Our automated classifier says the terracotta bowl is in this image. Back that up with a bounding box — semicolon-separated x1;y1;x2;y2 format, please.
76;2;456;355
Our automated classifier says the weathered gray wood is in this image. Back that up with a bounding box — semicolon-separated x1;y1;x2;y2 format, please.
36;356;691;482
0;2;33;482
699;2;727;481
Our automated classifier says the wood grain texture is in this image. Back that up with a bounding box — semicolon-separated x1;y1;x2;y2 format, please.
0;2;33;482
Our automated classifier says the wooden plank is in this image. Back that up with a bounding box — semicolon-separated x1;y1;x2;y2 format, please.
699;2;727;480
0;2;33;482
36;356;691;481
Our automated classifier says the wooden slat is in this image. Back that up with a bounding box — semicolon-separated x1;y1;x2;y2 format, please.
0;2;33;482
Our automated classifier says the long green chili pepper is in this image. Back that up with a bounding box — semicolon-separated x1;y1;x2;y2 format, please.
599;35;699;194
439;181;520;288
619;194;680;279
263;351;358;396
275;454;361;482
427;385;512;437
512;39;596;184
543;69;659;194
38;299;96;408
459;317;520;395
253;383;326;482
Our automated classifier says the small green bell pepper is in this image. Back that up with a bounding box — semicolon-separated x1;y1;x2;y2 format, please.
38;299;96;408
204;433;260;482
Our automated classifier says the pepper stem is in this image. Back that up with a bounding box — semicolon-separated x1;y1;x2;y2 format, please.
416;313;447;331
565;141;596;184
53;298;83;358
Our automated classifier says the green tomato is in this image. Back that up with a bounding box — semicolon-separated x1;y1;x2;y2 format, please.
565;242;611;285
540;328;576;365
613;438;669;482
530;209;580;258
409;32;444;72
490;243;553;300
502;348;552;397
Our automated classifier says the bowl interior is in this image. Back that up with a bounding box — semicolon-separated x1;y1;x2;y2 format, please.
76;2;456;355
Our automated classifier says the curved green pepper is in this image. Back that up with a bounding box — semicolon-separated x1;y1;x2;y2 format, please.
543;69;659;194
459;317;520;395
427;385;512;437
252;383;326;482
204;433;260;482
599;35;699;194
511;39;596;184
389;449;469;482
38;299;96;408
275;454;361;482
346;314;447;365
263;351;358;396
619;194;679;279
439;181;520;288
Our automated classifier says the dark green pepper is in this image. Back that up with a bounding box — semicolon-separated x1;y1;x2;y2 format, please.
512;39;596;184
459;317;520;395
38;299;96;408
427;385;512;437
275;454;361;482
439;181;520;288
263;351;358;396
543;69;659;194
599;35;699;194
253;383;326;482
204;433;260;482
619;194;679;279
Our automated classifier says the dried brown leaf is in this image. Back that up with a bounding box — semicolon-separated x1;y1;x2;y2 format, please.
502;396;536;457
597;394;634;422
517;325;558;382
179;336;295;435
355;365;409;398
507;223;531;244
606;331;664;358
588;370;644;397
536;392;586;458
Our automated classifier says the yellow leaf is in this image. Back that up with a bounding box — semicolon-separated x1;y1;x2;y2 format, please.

+ + +

**Your task**
Copy all of the material above, substituting "Confirm that" for each occurrence of "Back that up". Leave everything else unchanged.

**The response**
Our automated classifier says the terracotta bowl is in this image. Confirm that with a bounding box — semicolon-separated x1;y1;x2;y2 format, please.
76;2;456;355
Our automated classifier says the weathered gray wood is in this image. Confirm that with a bounding box — semicolon-separated x1;y1;x2;y2 format, please.
36;356;691;482
0;2;33;482
699;2;727;481
Our automated classifier says the wood grain texture is in this image. Confirm that with a bounding box — semicolon-separated x1;y1;x2;y2 format, please.
0;2;33;482
Our automated classifier says the wooden plank is in this image. Confirm that with a bounding box — semicolon-separated x1;y1;x2;y2 format, please.
699;2;727;480
0;2;33;482
36;356;691;481
Our automated classifier says the wooden slat is in this image. Confirm that with a bounding box — semicolon-separated x1;y1;x2;y2 format, please.
0;2;33;482
Our automated classifier says the long green chili pepper is in this image. Confirm that with a bounding box — semicolon-separated x1;y1;x2;y2 format, please.
599;35;699;194
439;181;520;288
619;194;680;279
263;351;358;396
275;454;361;482
427;385;512;437
512;39;596;184
543;69;659;194
38;299;96;408
459;317;520;395
253;383;326;482
Our automated classifier says the small green bell pepper is in this image. Confirm that with a bounding box — semicolon-separated x1;y1;x2;y2 format, please.
38;299;96;408
204;433;260;482
Our automated classifier says the pepper stem is in this image. Confirm that with a bounding box — semicolon-separated x1;y1;x2;y2 format, please.
416;313;447;331
565;141;596;184
53;298;83;358
Our automated classifier says the green tomato is in this image. Confirm that with a bounding box — semicolon-separated x1;y1;x2;y2 format, please.
565;242;611;285
540;328;576;365
613;438;669;482
530;209;580;258
409;32;444;72
490;243;553;300
502;348;552;397
Our automated classifier says the bowl interior is in this image. Confirm that with a bounding box — semicolon-separated x1;y1;x2;y2 format, please.
76;2;456;355
Our automated classifier says the curved green pepper is in this image. Confirm that with a bounding box — semicolon-separated x1;y1;x2;y2 format, please.
543;69;659;194
459;317;520;395
427;385;512;437
252;383;326;482
204;433;260;482
599;35;699;194
511;39;596;184
389;449;469;482
38;299;96;408
275;454;361;482
346;314;447;365
263;351;358;396
619;194;679;279
439;181;520;288
Our automated classifier says the dark green pepper is in this image. Confirm that with a bounding box — semicolon-separated x1;y1;x2;y2 format, please.
512;39;596;184
459;317;520;395
38;299;96;408
427;385;512;437
275;454;361;482
439;181;520;288
263;351;358;396
543;69;659;194
599;35;699;194
253;383;326;482
204;433;260;482
619;194;679;279
Our automated classifier says the dried brown leaf is in this image. Confirm that with a bounding box — semicolon-separated x1;y1;x2;y2 format, please.
502;396;536;457
597;394;634;422
517;325;558;382
179;336;295;435
355;365;409;398
507;223;531;244
606;331;664;358
588;370;644;397
536;392;586;458
Our automated classifier says the yellow leaf is in this image. Confirm that with a bounding box — semicolon-separated x1;y1;x2;y2 format, please.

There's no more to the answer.